Activity = Write out every entry word for word.

── Source information

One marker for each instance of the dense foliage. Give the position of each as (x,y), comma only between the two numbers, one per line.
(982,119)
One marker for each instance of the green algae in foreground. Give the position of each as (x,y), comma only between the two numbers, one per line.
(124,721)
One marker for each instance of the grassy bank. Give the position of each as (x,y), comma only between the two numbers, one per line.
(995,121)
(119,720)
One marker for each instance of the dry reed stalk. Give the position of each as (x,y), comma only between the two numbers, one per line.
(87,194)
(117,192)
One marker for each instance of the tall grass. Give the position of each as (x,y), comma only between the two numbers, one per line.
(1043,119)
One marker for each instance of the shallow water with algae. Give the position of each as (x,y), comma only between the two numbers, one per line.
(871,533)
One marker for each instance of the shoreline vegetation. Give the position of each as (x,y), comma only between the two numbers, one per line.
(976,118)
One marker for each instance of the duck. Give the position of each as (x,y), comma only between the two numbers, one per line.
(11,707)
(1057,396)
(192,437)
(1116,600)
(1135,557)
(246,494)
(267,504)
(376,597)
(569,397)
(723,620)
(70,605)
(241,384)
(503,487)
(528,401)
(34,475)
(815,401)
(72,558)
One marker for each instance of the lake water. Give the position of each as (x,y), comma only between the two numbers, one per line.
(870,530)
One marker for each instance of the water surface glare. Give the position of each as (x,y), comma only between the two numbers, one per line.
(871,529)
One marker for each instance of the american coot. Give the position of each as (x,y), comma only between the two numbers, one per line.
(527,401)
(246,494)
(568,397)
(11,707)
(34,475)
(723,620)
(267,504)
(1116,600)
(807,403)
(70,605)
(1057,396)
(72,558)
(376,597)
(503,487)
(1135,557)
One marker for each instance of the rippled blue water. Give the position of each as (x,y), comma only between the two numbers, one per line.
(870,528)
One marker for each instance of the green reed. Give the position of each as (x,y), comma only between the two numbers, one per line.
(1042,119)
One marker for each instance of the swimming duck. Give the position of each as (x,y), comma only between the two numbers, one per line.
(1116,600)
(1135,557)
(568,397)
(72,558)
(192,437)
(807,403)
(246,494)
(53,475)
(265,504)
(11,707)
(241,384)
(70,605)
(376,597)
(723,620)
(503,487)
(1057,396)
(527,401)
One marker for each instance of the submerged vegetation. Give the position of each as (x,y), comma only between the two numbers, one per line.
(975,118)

────

Response to this task =
One marker for each instance of the dense foliage. Give the position of each as (x,y), comma only between the two numbers, one per line.
(982,119)
One marker for each instance of the green algae in foreground. Give the position of each as (x,y), comma only between the two numbers, one per line.
(124,721)
One marker for each instance of the grassy bank. Give the position of each as (x,y), comma only between the two numbers, one per line.
(995,121)
(119,720)
One marker for each instance of the dry reed stalk. Give the position of each as (x,y), comma only between the two numbers, one per line.
(87,194)
(117,192)
One marker for each instance of the tall grass. Give the position of each as (x,y), comma only between the two numbers, one per line.
(1043,119)
One marker for each instance of the shallow water with algae. Give the position of each as (x,y), comma only between the two numbers, one per line.
(871,533)
One marker for each instance of the shoreline vegetation. Give the position of each as (x,y), comma only between the two numbers, one per line.
(976,118)
One marker for each instance of the duck. Give the position of each as (x,y), comma only between the two numbers, one per line.
(11,707)
(1057,396)
(192,437)
(1116,600)
(1135,557)
(246,494)
(267,504)
(376,597)
(569,397)
(723,620)
(70,605)
(241,384)
(503,487)
(528,401)
(34,475)
(815,401)
(72,558)
One marker for each instance of the lake water. Give the position of each as (x,y), comma only between the two numbers, one per line.
(870,530)
One marker for each instance of the water surface glare. Give the position of each as (x,y), comma only between the two numbers, one per line.
(871,529)
One marker for each instance of the american coot. Give the position of each as (x,y), comma only between the two numbers, one per line.
(527,401)
(246,494)
(568,397)
(11,707)
(34,475)
(723,620)
(267,504)
(1116,600)
(807,403)
(70,605)
(1057,396)
(72,558)
(376,597)
(503,487)
(1135,557)
One marker for each instance of the rippled blue water. Give the position of each as (x,y), comma only between the two numbers, one per line.
(870,528)
One marker for each instance of the green reed. Give the position of each as (x,y), comma only between the two numbers, one per line.
(1042,119)
One marker for each instance of the swimming duck. Give the position of each as (x,y), comma only between the two numbers, one per line.
(1116,600)
(1135,557)
(568,397)
(72,558)
(192,437)
(807,403)
(246,494)
(53,475)
(265,504)
(11,707)
(241,384)
(70,605)
(376,597)
(723,620)
(503,487)
(1057,396)
(527,401)
One marker for each instance of the submerged vegetation. Give the position of each as (x,y), comma only between the two numbers, one per line.
(975,118)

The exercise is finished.